Records for this task |
━━━━━━━━━━━━━━━━
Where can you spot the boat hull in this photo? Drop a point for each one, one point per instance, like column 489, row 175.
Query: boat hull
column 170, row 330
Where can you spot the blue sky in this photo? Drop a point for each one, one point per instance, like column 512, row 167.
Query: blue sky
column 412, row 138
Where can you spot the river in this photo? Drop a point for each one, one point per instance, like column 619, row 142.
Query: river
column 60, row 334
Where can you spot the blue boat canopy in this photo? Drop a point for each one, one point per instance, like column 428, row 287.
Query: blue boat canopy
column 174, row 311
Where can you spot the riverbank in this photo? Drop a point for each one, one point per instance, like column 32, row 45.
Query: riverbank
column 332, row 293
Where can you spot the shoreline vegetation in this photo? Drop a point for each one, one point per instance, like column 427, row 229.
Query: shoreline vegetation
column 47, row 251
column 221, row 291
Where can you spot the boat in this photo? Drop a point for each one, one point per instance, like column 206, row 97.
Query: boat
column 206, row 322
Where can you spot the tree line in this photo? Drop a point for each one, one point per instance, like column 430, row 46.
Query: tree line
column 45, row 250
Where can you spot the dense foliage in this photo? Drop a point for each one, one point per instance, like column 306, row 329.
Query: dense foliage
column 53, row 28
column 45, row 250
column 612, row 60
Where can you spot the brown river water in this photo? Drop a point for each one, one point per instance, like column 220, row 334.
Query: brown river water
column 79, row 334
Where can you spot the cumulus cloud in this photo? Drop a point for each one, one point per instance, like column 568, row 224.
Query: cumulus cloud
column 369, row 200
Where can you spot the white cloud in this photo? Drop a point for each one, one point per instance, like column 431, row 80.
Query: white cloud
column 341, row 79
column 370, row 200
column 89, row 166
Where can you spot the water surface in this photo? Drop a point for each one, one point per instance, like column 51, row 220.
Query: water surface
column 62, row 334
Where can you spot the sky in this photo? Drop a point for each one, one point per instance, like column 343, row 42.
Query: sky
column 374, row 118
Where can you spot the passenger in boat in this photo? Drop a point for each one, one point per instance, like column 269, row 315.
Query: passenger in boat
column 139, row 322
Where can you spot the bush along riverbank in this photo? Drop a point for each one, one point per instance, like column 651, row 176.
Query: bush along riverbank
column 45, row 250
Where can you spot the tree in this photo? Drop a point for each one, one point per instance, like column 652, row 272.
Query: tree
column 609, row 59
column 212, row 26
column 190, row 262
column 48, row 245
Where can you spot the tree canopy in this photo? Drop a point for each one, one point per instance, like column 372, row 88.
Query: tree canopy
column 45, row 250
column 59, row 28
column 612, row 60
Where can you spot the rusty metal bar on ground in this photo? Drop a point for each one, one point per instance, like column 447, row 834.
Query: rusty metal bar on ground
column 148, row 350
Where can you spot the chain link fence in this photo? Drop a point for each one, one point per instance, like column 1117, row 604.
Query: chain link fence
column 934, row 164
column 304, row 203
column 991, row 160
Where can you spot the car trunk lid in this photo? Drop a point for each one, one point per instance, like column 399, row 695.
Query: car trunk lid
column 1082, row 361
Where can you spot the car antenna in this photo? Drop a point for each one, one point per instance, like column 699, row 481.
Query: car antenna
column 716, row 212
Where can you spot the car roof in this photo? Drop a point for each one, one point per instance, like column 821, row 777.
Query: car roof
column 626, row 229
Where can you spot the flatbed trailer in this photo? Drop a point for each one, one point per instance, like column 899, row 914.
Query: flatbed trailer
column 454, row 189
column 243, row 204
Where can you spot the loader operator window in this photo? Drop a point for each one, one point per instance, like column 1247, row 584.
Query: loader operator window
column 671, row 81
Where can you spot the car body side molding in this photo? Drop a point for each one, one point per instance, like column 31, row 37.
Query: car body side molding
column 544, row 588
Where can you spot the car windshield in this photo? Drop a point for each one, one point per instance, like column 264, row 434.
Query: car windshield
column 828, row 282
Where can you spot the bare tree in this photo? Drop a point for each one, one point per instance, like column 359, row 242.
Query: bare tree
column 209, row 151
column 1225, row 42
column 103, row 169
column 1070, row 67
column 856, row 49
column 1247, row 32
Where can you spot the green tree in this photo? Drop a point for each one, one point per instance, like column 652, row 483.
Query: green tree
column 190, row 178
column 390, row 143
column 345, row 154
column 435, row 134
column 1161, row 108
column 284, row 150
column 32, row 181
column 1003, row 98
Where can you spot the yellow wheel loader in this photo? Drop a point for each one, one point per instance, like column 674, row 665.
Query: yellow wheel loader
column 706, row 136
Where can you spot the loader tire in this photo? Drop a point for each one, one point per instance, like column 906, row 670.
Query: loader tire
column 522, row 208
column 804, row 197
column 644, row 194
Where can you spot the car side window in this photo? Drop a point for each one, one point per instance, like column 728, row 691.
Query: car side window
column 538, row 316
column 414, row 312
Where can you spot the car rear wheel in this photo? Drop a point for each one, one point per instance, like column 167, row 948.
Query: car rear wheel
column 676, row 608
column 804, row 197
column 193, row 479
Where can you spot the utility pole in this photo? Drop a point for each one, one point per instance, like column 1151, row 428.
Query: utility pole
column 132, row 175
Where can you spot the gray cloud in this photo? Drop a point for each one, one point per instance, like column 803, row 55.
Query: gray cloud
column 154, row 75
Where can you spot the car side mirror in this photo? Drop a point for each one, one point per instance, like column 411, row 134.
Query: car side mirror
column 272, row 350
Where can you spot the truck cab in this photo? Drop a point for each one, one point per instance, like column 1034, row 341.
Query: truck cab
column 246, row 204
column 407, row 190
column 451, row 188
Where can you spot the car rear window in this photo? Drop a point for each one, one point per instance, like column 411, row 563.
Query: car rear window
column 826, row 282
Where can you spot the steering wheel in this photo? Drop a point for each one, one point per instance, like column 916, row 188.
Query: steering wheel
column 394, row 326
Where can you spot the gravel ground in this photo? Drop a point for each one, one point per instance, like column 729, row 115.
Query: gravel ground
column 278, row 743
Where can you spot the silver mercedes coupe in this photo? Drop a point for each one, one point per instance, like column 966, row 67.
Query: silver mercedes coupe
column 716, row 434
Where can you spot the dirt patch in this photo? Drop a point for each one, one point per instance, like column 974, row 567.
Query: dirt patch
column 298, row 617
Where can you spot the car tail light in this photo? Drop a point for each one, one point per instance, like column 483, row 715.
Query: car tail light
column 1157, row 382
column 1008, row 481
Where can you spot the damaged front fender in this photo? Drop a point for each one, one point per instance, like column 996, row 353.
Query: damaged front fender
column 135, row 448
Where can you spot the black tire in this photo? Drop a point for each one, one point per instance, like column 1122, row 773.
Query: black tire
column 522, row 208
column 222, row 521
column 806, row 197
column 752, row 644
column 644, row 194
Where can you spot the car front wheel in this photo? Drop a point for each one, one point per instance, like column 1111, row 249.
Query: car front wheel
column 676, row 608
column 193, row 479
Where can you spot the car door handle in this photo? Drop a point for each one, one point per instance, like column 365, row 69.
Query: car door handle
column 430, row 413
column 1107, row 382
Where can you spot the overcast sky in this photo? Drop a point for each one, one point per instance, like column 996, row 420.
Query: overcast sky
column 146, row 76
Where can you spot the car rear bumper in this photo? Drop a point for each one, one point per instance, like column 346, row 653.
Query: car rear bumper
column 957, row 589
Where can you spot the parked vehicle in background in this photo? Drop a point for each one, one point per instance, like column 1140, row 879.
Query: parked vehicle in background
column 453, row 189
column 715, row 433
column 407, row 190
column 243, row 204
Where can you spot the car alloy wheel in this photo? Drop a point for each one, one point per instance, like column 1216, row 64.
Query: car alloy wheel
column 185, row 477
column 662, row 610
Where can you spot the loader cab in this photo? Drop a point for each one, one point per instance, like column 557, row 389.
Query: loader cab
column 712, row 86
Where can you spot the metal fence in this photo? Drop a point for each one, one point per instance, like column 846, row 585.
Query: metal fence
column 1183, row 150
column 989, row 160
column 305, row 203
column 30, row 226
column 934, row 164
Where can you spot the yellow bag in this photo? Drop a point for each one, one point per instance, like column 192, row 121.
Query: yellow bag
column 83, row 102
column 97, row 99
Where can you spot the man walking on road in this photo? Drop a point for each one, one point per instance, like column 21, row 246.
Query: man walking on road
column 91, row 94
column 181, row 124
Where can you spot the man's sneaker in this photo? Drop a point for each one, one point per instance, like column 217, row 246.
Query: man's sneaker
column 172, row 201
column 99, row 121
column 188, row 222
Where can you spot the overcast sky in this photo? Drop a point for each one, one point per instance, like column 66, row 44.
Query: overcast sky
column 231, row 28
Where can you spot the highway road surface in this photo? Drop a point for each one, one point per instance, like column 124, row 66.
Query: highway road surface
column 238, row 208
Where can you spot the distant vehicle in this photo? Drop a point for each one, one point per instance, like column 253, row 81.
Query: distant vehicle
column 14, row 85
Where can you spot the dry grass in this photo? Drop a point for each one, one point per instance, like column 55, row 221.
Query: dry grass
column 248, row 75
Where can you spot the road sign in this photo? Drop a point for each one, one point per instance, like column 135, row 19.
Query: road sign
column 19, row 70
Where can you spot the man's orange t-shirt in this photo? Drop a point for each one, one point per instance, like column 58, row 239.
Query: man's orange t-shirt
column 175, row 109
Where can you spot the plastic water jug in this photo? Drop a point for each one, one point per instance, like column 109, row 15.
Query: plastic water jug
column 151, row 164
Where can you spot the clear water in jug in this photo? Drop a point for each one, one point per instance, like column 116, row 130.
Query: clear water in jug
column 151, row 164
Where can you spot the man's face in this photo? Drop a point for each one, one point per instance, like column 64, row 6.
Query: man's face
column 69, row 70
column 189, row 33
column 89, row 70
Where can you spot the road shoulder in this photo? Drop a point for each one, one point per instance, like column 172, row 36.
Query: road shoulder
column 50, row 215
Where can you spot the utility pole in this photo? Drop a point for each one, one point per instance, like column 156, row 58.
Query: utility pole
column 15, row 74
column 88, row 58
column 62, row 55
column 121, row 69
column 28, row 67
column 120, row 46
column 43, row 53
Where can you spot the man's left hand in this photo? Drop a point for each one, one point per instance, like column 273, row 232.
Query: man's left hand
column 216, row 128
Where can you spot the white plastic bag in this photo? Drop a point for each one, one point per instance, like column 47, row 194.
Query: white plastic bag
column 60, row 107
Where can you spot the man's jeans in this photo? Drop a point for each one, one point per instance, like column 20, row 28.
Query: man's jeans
━━━━━━━━━━━━━━━━
Your instructions | Please format the material as a two-column CSV with the headers "text" and "answer", starting with the line that contains "Where can you spot the river in" and going on through the line that contains "column 221, row 291". Give one row for each text with its answer, put each value in one quoted field, and turn line breaks into spaces.

The completed task |
text,answer
"Where can you spot the river in this photo? Drop a point for each one, one point per instance, like column 619, row 142. Query: river","column 60, row 334"
"Where can you spot the blue boat canopy in this photo? Drop a point for each one, one point per instance, like column 428, row 287. Query: blue boat canopy","column 174, row 311"
"Where can you spot the riverbank in this photo? Drop a point for each one, one point per instance, like column 32, row 45. Query: riverbank","column 332, row 293"
"Where can you spot the shoreline vegetation in this photo? Drop a point for each one, one point per instance, like column 427, row 229. Query: shoreline vegetation","column 47, row 251 column 221, row 291"